Natural language region descriptions

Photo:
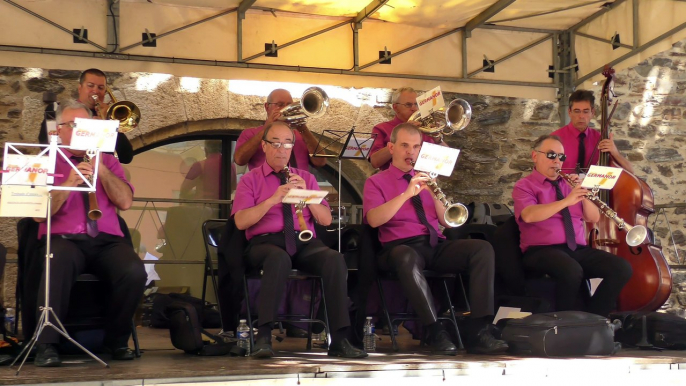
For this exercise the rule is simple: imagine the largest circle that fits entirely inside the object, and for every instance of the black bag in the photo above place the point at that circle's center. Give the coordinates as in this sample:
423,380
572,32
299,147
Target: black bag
208,317
663,330
564,333
186,332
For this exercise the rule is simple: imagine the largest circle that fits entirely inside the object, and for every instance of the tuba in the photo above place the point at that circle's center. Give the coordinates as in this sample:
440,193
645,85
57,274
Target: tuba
126,112
446,120
313,103
305,234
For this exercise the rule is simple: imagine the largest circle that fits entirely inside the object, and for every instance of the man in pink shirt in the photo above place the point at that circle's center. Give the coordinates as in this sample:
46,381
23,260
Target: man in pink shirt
551,217
273,247
398,202
404,104
80,245
249,148
583,143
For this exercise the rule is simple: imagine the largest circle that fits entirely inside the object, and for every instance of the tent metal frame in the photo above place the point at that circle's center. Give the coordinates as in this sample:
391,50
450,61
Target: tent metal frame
562,43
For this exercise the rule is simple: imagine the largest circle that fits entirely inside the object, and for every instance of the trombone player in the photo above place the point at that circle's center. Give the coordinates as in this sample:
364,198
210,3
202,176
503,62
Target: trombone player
399,203
404,102
93,83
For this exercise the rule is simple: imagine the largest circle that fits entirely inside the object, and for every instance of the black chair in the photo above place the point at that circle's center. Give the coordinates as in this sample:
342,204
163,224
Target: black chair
88,293
294,275
391,319
212,231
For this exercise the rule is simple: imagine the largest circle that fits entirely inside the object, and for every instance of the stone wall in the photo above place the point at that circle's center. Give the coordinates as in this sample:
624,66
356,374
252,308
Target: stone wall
648,126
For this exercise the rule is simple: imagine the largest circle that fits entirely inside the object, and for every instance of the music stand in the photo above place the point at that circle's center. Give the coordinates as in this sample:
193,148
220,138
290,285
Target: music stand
53,151
356,146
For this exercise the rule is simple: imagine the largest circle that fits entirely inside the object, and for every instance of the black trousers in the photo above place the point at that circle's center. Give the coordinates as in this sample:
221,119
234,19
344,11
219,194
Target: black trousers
114,262
268,252
407,258
570,268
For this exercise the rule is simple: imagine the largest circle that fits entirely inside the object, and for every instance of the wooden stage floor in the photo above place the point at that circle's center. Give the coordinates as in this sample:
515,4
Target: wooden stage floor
161,364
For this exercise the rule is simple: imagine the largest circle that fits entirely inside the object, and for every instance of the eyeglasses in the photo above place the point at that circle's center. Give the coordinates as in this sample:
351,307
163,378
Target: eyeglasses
71,124
553,155
277,145
408,105
278,104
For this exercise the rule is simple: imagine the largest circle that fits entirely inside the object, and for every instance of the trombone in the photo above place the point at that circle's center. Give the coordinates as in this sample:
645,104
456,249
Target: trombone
313,104
126,112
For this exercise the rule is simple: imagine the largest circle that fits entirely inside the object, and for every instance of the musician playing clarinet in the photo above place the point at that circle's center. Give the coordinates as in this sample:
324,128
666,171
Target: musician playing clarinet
272,227
79,244
551,215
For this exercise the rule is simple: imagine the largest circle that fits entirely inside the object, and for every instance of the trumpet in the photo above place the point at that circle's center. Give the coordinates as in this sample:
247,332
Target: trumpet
446,120
126,112
94,212
456,214
636,235
305,234
313,103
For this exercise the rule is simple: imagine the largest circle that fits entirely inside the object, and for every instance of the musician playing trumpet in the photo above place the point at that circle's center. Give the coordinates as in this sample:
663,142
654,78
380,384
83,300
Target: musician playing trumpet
398,202
273,246
551,215
80,244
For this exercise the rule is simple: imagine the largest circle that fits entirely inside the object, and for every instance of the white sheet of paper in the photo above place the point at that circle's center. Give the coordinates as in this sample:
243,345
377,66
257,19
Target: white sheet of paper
25,169
295,196
604,177
430,101
23,201
365,142
94,134
437,158
150,268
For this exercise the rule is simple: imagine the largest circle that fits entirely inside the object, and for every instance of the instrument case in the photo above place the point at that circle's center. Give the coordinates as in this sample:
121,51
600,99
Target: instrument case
560,334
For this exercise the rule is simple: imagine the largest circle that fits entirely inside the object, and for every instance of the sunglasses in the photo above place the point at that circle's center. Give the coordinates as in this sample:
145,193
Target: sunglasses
553,155
277,145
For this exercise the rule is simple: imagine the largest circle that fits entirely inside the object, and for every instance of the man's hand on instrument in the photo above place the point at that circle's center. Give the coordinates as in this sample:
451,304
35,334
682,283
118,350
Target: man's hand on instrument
280,193
74,179
577,194
273,116
608,145
417,184
297,182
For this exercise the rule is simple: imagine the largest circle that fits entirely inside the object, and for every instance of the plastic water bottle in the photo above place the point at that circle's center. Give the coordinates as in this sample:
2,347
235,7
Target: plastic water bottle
9,320
369,339
243,336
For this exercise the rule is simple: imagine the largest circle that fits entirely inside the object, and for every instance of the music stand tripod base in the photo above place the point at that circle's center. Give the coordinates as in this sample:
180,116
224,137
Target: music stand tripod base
46,310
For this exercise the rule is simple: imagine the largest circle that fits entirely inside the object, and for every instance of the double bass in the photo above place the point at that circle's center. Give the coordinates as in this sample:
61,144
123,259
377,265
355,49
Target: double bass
632,199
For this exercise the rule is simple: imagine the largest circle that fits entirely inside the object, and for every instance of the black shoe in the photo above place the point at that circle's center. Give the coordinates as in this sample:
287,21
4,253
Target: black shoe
121,353
485,343
345,349
295,332
47,356
262,350
441,344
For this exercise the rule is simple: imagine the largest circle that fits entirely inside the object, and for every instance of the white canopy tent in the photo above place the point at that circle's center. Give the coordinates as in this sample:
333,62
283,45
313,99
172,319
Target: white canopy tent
533,46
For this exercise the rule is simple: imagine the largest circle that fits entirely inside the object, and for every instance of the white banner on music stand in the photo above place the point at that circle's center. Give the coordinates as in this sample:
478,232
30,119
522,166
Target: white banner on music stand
296,196
603,177
24,201
430,101
94,134
437,159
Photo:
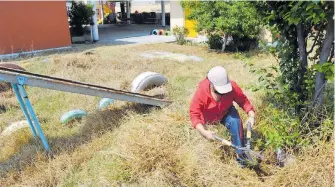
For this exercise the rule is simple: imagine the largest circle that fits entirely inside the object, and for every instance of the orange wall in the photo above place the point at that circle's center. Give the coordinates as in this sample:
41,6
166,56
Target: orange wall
33,25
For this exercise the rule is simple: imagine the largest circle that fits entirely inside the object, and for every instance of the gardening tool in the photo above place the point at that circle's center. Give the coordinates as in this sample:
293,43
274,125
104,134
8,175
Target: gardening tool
251,156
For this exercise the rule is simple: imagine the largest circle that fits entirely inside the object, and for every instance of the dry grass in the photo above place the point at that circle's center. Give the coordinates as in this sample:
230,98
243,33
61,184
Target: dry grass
130,145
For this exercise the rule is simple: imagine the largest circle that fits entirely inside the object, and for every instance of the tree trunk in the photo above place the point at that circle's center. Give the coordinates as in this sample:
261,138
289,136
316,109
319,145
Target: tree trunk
325,51
302,57
224,43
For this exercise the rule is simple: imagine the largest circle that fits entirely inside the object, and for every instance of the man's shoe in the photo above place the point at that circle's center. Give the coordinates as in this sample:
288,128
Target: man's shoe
241,162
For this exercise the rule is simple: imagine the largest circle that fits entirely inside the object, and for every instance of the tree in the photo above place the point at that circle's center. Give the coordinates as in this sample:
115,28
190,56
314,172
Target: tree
237,19
80,15
297,22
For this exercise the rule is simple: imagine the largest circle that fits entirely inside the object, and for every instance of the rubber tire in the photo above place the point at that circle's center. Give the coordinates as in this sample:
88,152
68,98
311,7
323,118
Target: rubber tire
71,115
15,126
104,102
147,79
154,32
161,32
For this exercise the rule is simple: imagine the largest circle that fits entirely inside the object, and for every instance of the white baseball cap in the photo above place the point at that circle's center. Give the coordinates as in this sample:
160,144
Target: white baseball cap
219,78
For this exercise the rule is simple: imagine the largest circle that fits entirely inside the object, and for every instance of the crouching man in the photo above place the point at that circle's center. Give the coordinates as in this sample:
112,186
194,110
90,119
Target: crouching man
213,102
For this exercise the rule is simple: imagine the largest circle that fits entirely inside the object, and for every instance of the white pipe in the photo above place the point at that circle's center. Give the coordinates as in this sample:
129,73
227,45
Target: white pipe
95,21
128,12
102,12
163,13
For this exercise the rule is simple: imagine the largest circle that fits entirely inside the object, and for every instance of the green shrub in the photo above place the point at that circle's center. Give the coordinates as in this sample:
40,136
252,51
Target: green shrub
215,41
237,19
80,15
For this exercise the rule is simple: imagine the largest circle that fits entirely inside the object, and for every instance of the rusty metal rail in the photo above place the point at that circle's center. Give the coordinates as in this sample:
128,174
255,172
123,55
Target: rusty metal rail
31,79
19,78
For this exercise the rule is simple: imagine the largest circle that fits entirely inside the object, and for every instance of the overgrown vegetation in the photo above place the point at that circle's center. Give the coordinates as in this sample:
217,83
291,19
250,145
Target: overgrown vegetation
80,15
180,33
299,22
221,20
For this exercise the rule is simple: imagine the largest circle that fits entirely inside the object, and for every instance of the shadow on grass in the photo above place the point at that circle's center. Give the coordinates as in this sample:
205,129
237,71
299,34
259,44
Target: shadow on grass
95,125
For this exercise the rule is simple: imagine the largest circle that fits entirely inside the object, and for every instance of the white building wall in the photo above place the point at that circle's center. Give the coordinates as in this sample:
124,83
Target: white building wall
176,14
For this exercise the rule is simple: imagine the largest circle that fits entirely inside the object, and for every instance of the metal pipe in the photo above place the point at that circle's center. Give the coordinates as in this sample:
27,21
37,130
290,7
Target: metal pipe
95,21
31,79
163,13
128,12
33,115
23,107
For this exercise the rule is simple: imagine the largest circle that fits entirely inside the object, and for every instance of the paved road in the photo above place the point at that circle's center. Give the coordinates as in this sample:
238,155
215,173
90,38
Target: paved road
130,34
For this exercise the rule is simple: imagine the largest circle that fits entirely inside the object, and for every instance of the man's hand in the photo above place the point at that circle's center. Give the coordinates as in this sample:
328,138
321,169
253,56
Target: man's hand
251,118
209,135
206,133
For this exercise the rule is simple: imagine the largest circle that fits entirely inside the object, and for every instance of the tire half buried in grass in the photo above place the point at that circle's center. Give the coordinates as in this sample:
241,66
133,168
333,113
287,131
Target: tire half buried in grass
72,115
154,32
147,80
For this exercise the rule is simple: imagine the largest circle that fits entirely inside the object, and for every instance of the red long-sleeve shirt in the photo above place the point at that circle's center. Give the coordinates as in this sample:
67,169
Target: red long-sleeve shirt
204,109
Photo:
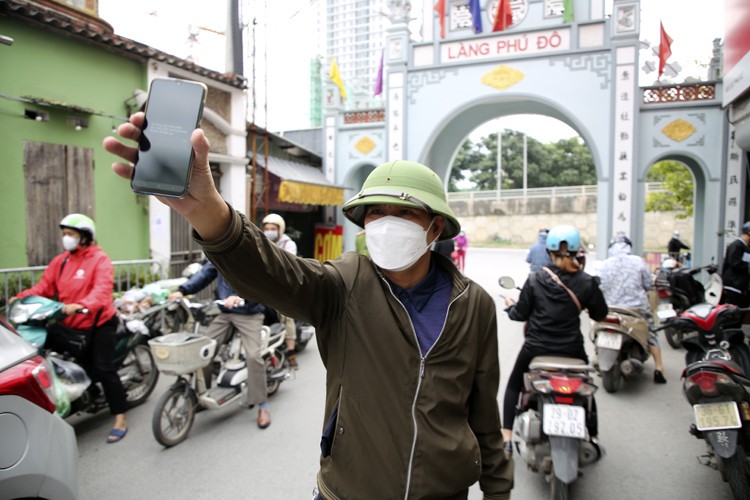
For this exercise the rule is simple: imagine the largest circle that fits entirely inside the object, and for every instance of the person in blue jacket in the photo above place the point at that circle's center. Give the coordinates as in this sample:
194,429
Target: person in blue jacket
538,257
247,317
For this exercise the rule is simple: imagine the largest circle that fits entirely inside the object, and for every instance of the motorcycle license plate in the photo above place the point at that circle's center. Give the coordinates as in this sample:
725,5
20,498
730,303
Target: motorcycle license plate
564,420
666,311
713,416
609,340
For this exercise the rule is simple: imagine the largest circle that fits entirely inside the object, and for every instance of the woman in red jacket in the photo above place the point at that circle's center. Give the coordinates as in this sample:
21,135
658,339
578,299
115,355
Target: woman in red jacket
82,277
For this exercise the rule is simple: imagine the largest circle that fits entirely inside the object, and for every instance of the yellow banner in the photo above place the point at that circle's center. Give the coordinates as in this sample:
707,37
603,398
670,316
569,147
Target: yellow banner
329,242
310,194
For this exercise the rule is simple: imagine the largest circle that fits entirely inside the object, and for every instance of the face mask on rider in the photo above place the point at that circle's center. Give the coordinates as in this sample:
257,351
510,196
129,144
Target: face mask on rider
395,243
70,243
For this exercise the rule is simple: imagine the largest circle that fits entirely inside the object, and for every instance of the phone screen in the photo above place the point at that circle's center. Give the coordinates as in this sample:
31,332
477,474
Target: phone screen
165,155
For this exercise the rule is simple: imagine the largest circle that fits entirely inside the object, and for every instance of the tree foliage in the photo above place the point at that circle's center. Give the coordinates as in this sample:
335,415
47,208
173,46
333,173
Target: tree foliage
567,162
678,189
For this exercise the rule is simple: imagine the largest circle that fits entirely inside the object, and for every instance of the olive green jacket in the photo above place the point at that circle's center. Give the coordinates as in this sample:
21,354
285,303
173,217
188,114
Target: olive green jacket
398,425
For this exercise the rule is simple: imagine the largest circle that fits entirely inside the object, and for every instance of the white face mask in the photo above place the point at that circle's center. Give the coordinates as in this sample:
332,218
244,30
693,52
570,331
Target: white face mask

## EXERCISE PROMPT
Could you copy, exactly and with no pictures, each line from the first one above to the line holding "of the tent"?

## EXPECTED ANSWER
Photo:
For this exercise the rule is simple: imagine the largest circle that fits entirely inside the object, and for every instance of the black bag in the photo above place the point at that circle's center. Give the coordinates as in this sample:
423,380
572,32
299,147
Target: black bag
208,317
663,330
564,333
186,332
For this exercise the rule is simple: imagine the largest circle that fits entirely inside the object, and for every instance of the tuba in the photo above place the point at that circle's center. Give the coordinates as in this sample:
440,193
645,85
57,274
Target: tuba
126,112
446,120
313,103
305,234
For this exercise the rule is simple: imagine the largest circle that fits entirely inside the object, and for every instance of the man in pink shirt in the photo above place the point at that circle's center. Give the coordinates as in this sample:
46,381
23,260
Target: man in pink shirt
551,217
273,247
398,202
404,104
80,245
249,148
583,143
For this exercise the rule is simple: imagine the largest circle that fits entirely inside the object, and for every instance of the tent metal frame in the photo above place the point at that circle's center. Give the coordinates as in this sample:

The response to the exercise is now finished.